▶ AIM
Copy out only the span from the line with "Locate a point on each instance of the unit" to the end of the data, both ends kept, word for word.

***** DATASET ROWS

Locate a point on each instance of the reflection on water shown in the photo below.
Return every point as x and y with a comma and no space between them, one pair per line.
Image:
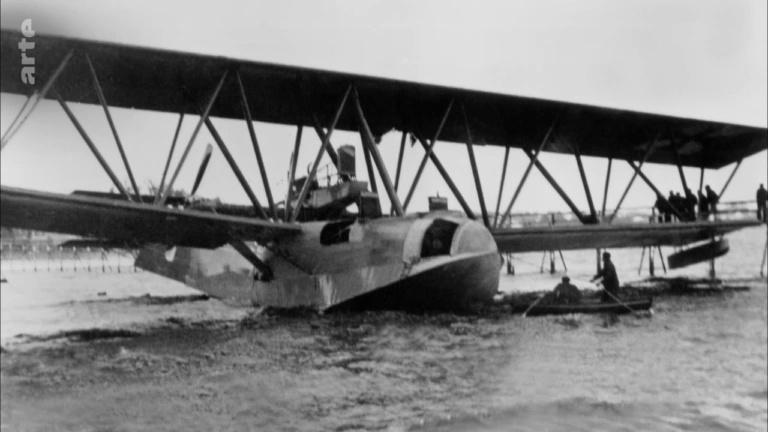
697,364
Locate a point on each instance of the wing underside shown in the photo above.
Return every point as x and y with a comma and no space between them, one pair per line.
612,236
158,80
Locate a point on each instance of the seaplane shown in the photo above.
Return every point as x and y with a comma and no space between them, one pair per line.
334,247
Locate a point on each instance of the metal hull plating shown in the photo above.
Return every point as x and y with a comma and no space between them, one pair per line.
317,270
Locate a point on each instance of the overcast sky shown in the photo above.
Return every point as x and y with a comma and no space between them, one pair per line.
698,59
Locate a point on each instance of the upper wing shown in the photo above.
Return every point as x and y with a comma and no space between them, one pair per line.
131,223
153,79
532,239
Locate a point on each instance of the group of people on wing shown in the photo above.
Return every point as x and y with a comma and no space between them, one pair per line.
684,208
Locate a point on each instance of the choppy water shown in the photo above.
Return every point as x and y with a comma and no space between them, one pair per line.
698,364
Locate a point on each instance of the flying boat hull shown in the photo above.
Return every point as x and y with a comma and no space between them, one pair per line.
434,261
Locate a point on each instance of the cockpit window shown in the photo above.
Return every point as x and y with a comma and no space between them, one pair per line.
438,237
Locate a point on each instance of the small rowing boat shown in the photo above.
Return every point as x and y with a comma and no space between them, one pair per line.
626,306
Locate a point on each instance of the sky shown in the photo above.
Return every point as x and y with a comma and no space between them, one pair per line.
689,58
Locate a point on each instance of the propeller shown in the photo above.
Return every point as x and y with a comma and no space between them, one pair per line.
203,166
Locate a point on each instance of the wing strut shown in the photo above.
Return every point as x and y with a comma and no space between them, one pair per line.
447,178
159,190
677,161
605,191
323,146
400,159
648,153
556,186
501,187
652,186
370,144
19,121
184,155
738,164
292,173
427,155
528,171
239,174
369,168
472,162
321,134
103,101
256,149
586,185
399,164
93,148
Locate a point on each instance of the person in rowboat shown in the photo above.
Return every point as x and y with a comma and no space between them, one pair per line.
567,293
564,293
610,279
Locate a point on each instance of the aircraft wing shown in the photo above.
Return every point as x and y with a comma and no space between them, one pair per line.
531,239
159,80
131,223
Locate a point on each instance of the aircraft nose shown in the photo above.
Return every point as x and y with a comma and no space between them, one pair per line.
473,237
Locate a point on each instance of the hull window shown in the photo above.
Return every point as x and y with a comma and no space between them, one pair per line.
437,238
336,232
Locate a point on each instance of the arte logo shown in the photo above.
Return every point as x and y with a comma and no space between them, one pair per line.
27,61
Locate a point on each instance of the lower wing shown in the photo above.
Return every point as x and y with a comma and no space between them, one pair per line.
612,236
131,223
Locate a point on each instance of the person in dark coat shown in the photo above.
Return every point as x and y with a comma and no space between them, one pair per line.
610,279
703,206
670,203
690,204
678,202
712,198
564,293
661,206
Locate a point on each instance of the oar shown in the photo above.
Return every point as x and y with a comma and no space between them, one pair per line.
533,304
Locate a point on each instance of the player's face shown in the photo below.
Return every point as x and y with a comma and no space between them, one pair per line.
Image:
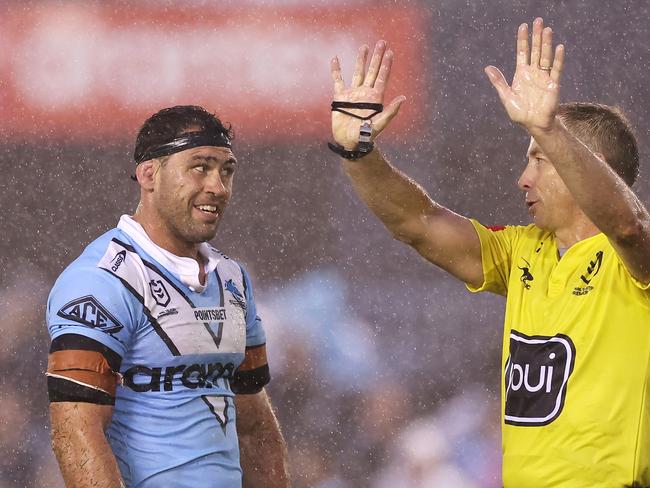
548,199
192,191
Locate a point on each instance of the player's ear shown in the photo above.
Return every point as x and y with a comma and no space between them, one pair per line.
145,173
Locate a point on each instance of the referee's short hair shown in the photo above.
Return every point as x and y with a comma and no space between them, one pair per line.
606,130
170,123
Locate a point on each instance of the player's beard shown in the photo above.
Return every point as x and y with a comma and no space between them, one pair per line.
177,218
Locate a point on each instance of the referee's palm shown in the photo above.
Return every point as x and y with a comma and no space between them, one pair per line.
367,86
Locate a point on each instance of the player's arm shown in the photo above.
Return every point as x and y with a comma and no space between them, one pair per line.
438,234
533,101
81,386
262,448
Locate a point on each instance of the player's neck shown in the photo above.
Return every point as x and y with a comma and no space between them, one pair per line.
162,237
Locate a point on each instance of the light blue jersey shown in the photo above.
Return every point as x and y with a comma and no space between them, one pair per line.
174,418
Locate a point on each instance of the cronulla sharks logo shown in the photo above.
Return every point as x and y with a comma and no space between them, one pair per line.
238,299
159,292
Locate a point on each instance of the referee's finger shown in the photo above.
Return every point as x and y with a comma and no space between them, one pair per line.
335,69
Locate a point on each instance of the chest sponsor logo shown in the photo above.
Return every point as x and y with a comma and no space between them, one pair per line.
209,314
141,378
89,312
536,377
526,277
159,292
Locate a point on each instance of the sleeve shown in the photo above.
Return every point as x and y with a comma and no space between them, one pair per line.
255,335
89,302
497,244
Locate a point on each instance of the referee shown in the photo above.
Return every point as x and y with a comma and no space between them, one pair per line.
576,345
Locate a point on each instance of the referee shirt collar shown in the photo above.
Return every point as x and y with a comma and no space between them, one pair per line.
185,269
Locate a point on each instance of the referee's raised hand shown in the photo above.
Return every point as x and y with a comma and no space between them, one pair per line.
534,96
367,86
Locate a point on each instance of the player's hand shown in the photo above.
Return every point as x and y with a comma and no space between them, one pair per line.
534,96
366,86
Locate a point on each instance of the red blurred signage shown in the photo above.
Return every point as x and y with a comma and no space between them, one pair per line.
86,71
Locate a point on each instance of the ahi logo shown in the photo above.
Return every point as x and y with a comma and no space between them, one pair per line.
525,274
89,312
159,292
239,300
536,377
118,260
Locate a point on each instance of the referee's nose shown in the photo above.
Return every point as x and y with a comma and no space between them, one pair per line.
527,178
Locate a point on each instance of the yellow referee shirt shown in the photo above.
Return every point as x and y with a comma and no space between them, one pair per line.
576,355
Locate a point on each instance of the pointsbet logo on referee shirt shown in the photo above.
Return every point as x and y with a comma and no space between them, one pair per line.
536,376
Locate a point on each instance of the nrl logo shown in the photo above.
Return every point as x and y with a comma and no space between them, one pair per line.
525,274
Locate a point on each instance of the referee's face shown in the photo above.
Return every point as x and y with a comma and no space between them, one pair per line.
192,191
549,202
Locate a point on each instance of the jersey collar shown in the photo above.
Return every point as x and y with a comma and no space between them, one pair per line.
185,269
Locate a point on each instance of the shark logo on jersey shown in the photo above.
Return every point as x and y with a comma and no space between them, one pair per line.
118,260
89,312
159,292
239,300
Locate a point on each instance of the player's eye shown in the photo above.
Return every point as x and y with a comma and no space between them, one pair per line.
227,170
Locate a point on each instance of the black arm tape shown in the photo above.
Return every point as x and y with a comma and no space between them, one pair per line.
251,381
62,390
77,341
376,107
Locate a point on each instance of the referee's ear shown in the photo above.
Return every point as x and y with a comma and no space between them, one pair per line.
145,172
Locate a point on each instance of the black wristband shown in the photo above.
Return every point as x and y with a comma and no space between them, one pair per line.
351,155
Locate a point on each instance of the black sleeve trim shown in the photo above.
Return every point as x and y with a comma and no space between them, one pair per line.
251,381
61,390
77,341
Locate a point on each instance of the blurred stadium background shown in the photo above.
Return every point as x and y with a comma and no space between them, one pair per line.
386,372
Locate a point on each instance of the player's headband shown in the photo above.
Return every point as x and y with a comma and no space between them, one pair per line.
186,141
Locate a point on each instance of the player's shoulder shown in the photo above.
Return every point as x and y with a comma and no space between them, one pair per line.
226,264
86,266
93,272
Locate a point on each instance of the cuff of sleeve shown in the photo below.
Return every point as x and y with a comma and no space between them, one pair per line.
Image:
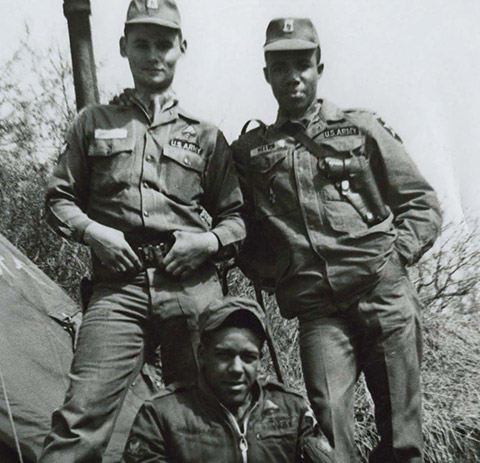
73,231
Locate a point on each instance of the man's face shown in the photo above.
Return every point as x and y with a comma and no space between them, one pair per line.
152,52
230,364
293,76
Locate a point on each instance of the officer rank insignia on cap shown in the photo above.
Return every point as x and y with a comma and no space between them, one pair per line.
288,25
152,4
189,130
185,145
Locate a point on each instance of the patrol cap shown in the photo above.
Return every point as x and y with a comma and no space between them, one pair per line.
217,313
291,34
160,12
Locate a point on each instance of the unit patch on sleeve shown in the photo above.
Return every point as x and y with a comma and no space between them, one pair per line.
341,132
185,145
389,129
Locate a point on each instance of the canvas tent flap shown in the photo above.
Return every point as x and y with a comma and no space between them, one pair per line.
36,350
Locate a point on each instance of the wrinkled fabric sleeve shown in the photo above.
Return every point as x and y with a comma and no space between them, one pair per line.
223,198
312,445
67,191
146,442
414,203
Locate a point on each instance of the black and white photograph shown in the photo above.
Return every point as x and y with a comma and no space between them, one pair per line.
240,231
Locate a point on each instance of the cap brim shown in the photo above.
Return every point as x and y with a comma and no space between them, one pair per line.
290,44
218,321
155,21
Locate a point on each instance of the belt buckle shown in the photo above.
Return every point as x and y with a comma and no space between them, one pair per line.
152,255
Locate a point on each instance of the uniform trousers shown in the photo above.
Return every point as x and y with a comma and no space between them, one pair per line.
380,335
121,317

**********

▶ COMPLETED TASK
Locate a point on each instance of the unit patch on sleeve shown in the photo above.
Return every point as x and y with a comma and no space between them, one pair per line.
341,132
185,145
389,129
Locate a point on each instance of the canvas tent flap shown in the photo above.
Return every point as x and y with a comma and no space between them, one pair per line.
36,350
Locate a point on each instance of the wrinkled fabric sleeve shown in the photo above.
Return every point as x and y with a comma and no space between them, one pair per line.
223,198
312,445
67,191
146,442
414,203
Locate a point on each instance of the black and white photograph shown in the photo above.
Return every point as x and y with a comma and no space between them, one pair per line.
240,231
Locate a point on each instance of the cap brim shown in the photo above.
Return every point as x and y with a comma and no space between them, one pair per line.
290,44
218,321
155,21
Locate a point on each instance of the belt buckle shown in the photo above.
Return every point as x and y with a comma and no space between them, one pair per line.
152,255
Locate a point on each instance of the uniform trousers shown in the photo above.
Return every point as x and y with a comma and no space between them, one pair per line.
380,335
121,317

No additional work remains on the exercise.